** START Material to process **

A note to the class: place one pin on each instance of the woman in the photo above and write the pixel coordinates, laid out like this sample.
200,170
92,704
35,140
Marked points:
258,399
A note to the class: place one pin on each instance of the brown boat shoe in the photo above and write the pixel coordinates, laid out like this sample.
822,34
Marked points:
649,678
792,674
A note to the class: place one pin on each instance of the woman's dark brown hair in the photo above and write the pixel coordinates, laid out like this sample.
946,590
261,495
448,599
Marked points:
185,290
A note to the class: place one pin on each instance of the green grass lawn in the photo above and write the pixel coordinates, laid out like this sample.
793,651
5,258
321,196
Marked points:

** END Material to process **

§ Problem requirements: Update the records above by replacing "place one pin" with "put a single marker" wherever it occurs, and leave everything else unchanged.

§ Final result:
A note to the class: put a single marker on each instance of the woman in the photo above and write the pixel coordinates, laid out like this sample.
200,170
92,704
35,140
Marked points:
258,399
A note to the class: put a single marker on each instance of the brown boat shoe in the photo above and write the pixel coordinates, laid out like this sample.
822,34
Marked points:
649,678
792,674
A note to the class: put a single marker on each instance of the woman's dark brown hair in the photo above and write the pixel coordinates, laid out like this sample.
946,590
261,495
448,599
Marked points:
185,290
A note to the class: put a single marker on each instance of the green grass lawn in the photo above and write the pixel coordinates, laid out like this sample.
793,651
5,258
321,196
Marked points:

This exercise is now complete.